**Aufgabe**
Kannst du aus dem Text über das Erinnerungsalbum den Abschnitt wortgetreu ausgeben, der mit den Worten „Die Lektüre dieser“ beginnt und mit „Album geführt wurde.“ schließt?

**Textauszug**
Erinnerungsalbum der bayerischen Krankenschwester Dora Auvera, 1915-1916. 8°, Leinwandeinband, ca. 150 Seiten, einige s-w-Fotos und handgefertigte Skizzen. Einband fleckig, sonst schön erhalten. In das Buch haben sich gesamt 139 deutsche Soldaten eingetragen, die in dem Reservelazarett D in München gelegen hatten. Das Lazarett war im neuen Zollgebäude (heute Hauptzollamt) an der Landsbergerstrasse 124 untergebracht (einmal im Buch „Zollhalle“ betitelt).
Am Tage der endgültigen Gesundung (und Abkommandierung) sprachen die Männer der Krankenschwester Dora Auvera schriftlich ihren Dank aus. Der erste Eintrag datiert auf den 29.11.1915, der letzte auf den 18.10.1916. Teils haben die Soldaten eine oder auch mehrere Seiten beschrieben, teils nur einige Zeilen verfasst. Einige Eintragungen wurden zusätzlich mit Zeichnungen oder Fotos versehen. Auf dem ersten Blatt steht, in kraftvoller Handschrift: „Schwester Dora Auvera“.

Die Lektüre dieser Quelle ist ein schauriges und zugleich rührendes Unterfangen. Soldaten, die zumeist wieder ins schreckliche Kriegsgeschehen geschickt werden, schreiben am letzten Tag ihres Lazarettaufenthaltes einige Worte in das Album einer aufopferungsvollen jungen Frau. Angst und oft ungemein liebevolle Dankbarkeit sprechen aus fast jeder Zeile - wobei es keine Rolle spielt, ob ein Autor gebildet oder im Tone naiver Kindlichkeit schreibt. Auffallend ist, das die Eintragungen immer kürzer wurden, je länger der Krieg dauerte und das Album geführt wurde.




Einige Zitate:

Walter Pichert schreibt am 29.11.1915: „Zeugnis. Hiermit tue ich kund...., das mich unsere allerhöchste Schwester Dora (Kriegspflegerin !!) während einer länglichen Reihe von Monaten unter rührender Aufopferung (bayr. Schikkanierung) fast ins bessere Jenseits hinübergepflegt hätte, wenn - Unkraut unter so gerten Händen vergänglich gewesen wäre! Und darum denkt heute gern und dankbar an Sie zurück, Walter Pichert, ... ‘Expleuristiker’“.

(Einträge eines Datensatzes)
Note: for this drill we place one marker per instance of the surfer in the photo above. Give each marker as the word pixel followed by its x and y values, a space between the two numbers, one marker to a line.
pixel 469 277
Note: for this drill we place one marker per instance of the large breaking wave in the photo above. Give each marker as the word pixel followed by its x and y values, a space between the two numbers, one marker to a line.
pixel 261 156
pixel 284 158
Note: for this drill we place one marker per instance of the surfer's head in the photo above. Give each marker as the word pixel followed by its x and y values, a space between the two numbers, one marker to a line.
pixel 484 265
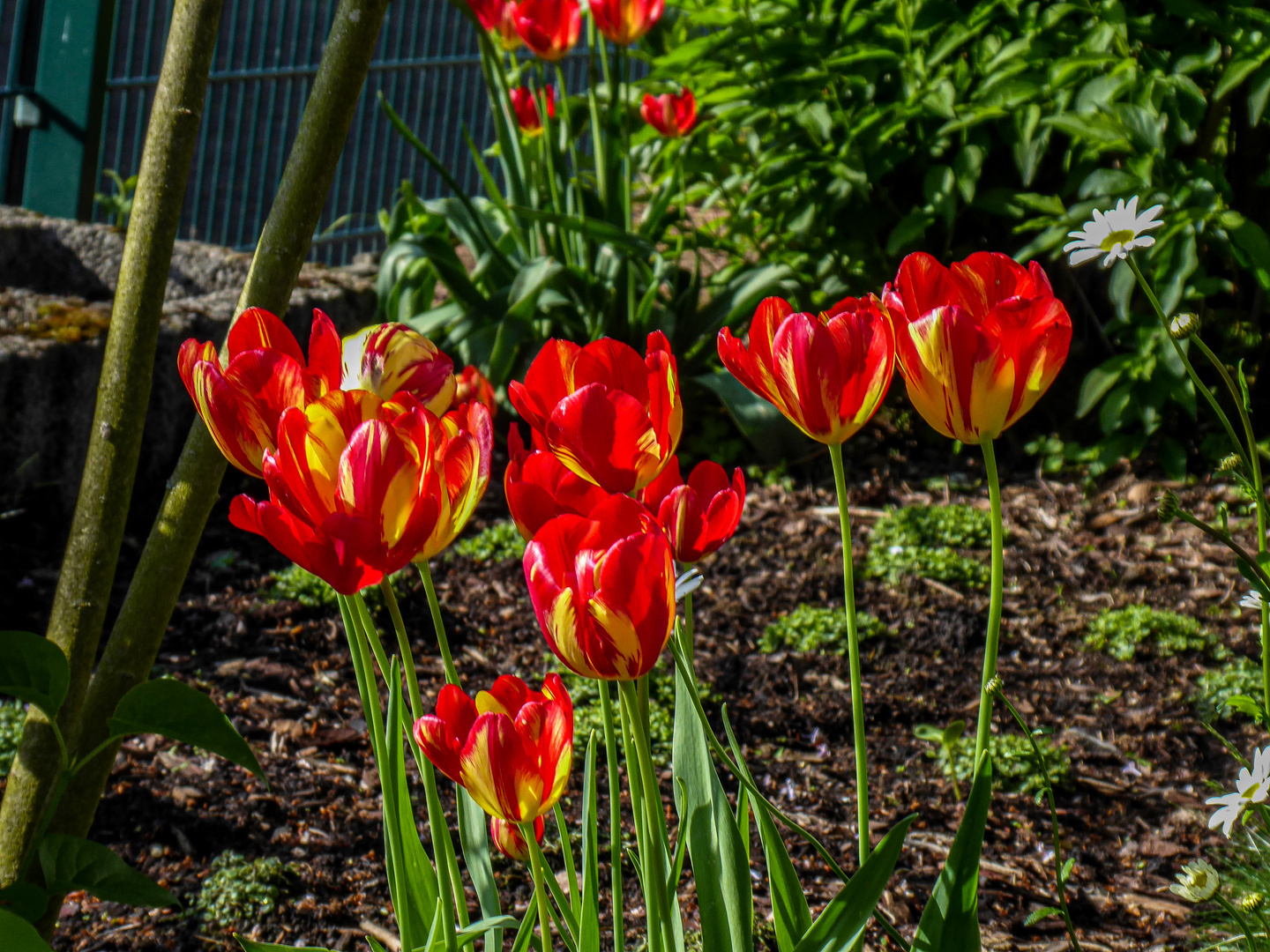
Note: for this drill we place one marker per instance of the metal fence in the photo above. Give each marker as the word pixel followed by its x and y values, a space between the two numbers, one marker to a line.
pixel 427 63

**Ergebnis**
Die Lektüre dieser Quelle ist ein schauriges und zugleich rührendes Unterfangen. Soldaten, die zumeist wieder ins schreckliche Kriegsgeschehen geschickt werden, schreiben am letzten Tag ihres Lazarettaufenthaltes einige Worte in das Album einer aufopferungsvollen jungen Frau. Angst und oft ungemein liebevolle Dankbarkeit sprechen aus fast jeder Zeile - wobei es keine Rolle spielt, ob ein Autor gebildet oder im Tone naiver Kindlichkeit schreibt. Auffallend ist, das die Eintragungen immer kürzer wurden, je länger der Krieg dauerte und das Album geführt wurde.